EXERCISE AIM
For the records below, print the lines from the line with "Target: pointed spire" through the line with "Target: stone bridge tower" exactly as written; include both end lines and exclude the rest.

DATA IN THIS EXERCISE: Begin

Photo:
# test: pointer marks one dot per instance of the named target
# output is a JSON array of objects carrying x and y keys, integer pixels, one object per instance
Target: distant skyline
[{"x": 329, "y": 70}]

DATA IN THIS EXERCISE: End
DATA IN THIS EXERCISE: Begin

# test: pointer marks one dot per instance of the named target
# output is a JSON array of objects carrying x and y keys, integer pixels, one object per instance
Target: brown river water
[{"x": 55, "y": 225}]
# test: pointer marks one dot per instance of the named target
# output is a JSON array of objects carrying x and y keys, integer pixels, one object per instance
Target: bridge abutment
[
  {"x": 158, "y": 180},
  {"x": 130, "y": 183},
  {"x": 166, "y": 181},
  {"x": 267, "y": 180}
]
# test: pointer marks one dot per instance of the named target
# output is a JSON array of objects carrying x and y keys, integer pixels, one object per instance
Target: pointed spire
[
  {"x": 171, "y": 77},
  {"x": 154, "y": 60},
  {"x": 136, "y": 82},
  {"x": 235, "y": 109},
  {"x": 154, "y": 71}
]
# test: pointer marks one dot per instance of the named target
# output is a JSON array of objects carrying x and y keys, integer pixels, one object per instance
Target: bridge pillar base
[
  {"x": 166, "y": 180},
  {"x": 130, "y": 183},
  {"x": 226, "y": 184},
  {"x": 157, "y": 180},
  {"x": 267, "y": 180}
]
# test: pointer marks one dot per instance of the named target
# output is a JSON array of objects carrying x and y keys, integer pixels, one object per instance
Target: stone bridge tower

DATA IN THIS EXERCISE: End

ANSWER BOX
Target: pointed spire
[
  {"x": 171, "y": 77},
  {"x": 154, "y": 60},
  {"x": 136, "y": 82},
  {"x": 235, "y": 109},
  {"x": 154, "y": 71}
]
# test: pointer marks one dot per instance of the named target
# output is a JSON array of objects carrying x and y keys, integer pixels, one object per instance
Target: bridge pillar base
[
  {"x": 166, "y": 180},
  {"x": 130, "y": 183},
  {"x": 226, "y": 184},
  {"x": 157, "y": 180},
  {"x": 267, "y": 180}
]
# test: pointer marks one dot per instance of the named target
# output is a JSON array of objects carrying x and y keys, integer pixels, one object per instance
Target: stone bridge tower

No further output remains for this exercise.